Master of Sound: Alan Parsons on the Digital Age
|In a quiet hotel, far from the hustle and bustle of the music industry, Alan Parsons shares grilled prawns with his wife. It’s an ordinary Tuesday afternoon; no fuss, no rock star behaviour, just a man enjoying a quiet moment. ‘Sit down, have some prawns,’ he says with a smile. That spontaneous hospitality immediately sets the tone. This won’t be a standard interview about hits and highlights. This will be a conversation about craftsmanship.
Parsons, the man behind the sound of “The Dark Side of the Moon” and “Abbey Road”, has witnessed music history from close quarters. But he doesn’t romanticise that time. ‘The engineers at Abbey Road were always happier when we kept to fixed times,’ he recalls. ‘From ten to one, then lunch break, then carry on from two to five, and then dinner break.’ Yet the reality was different. ‘You acknowledge that creative people can’t necessarily work to a fixed schedule. The engineers and producers then went with the flow too. We simply said: we’re doing well, why should we stop just because it’s break time?’
That approach, quality over clock, characterised his generation. Albums were forged, not assembled. ‘I’ve always recorded with a flow in the music,’ Parsons explains. ‘You lose that when songs are listened to separately on Spotify and made separately.’ His curiosity about technology remains undiminished. On “The Secret” he experimented with the Schumann frequency, 7.83 hertz, allegedly the resonance frequency of the universe. ‘We have good contacts at NASA and ESO,’ he says enthusiastically. ‘It’s very difficult to reproduce. You can’t just record it.’ That technical challenge fits his philosophy. He quotes Arthur C. Clarke: ‘Sufficiently advanced technology is indistinguishable from magic.’ For Parsons this isn’t an empty phrase, but a working method that has lasted five decades.

Data records:

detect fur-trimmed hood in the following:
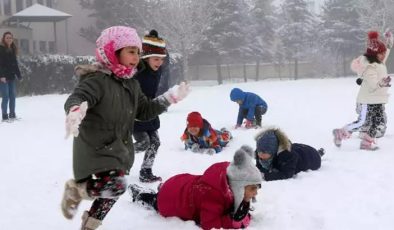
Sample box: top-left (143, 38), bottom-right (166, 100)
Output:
top-left (255, 128), bottom-right (291, 153)
top-left (74, 62), bottom-right (111, 80)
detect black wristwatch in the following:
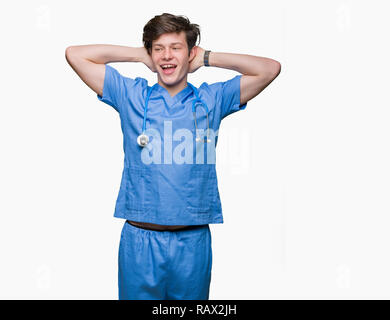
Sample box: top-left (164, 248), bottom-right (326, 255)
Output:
top-left (203, 50), bottom-right (211, 67)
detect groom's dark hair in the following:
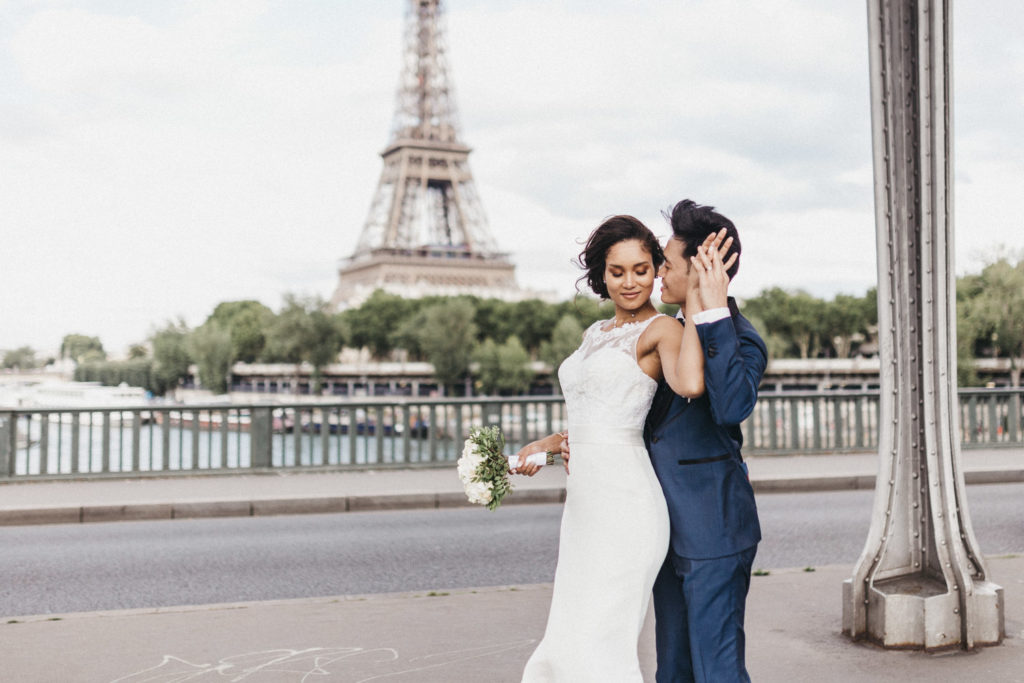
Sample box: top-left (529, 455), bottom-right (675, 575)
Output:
top-left (663, 200), bottom-right (742, 280)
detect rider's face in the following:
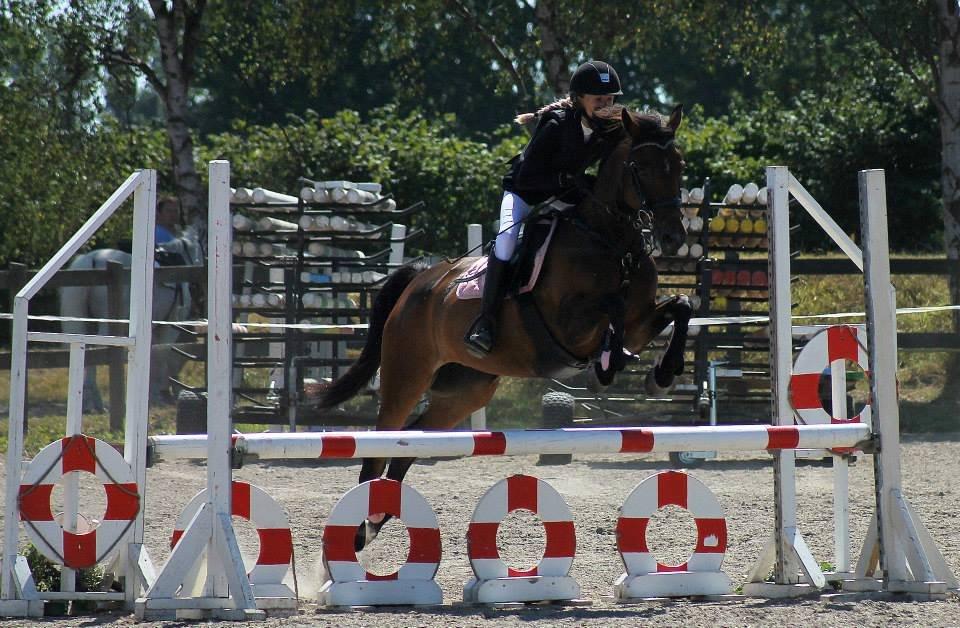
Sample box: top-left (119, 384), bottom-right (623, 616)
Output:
top-left (580, 94), bottom-right (614, 118)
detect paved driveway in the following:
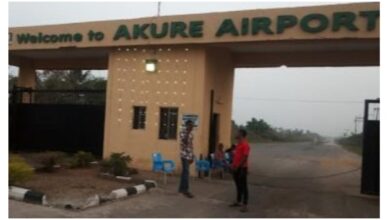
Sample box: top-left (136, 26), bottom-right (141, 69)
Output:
top-left (9, 143), bottom-right (379, 218)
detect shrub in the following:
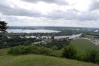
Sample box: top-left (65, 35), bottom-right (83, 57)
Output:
top-left (25, 45), bottom-right (38, 54)
top-left (62, 45), bottom-right (77, 59)
top-left (84, 49), bottom-right (97, 63)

Exercise requirements: Extend the Alan Parsons interview from where it stops, picking up after its last paragraph.

Answer box:
But then his tone becomes darker. The current state of the music industry frustrates him deeply. ‘The problem is that consumers expect music to be free, almost free. Every stream played earns the artist 0.00001 cent.’ Those figures don’t lie. ‘An established artist used to sell a million copies, I’m already happy if I now sell 50,000 copies of an album worldwide.’ He refers to Peter Frampton, who earned about seven dollars from millions of Spotify streams. ‘Wonderful, isn’t it?’ he says with a smile.
This economic reality touches the core of his frustration. ‘It can’t continue like this. As long as music costs money and artists have to survive, people won’t record music if they don’t get paid.’ What bothers Parsons most is the playlist culture. ‘It’s depressing when you’re considered part of a playlist. One song of yours, then one by someone else, then another one.’
This goes deeper than nostalgia. The album as a musical art form, the carefully constructed journey from track to track, is under pressure. For a craftsman like Parsons, who spends months on the perfect balance between songs, this feels like artistic vandalism. ‘I’ve always recorded so that there’s a flow in the music,’ he emphasises again. That flow, that careful construction, the way one song introduces the next, all of that requires time, patience and yes, money.
His passion for perfection shows itself in unexpected corners. Parsons collects magic tricks and has ‘a huge collection of tricks and books at home, many of which are unread.’ Asked about his skills, he grins: ‘I’m working on it. A euro coin, can you make two of them? Yes, but not right now.’ That precision, the dedication to the art, even as a hobby, typifies his entire approach. Making music is more than putting songs together. It’s a craft that demands time and respect.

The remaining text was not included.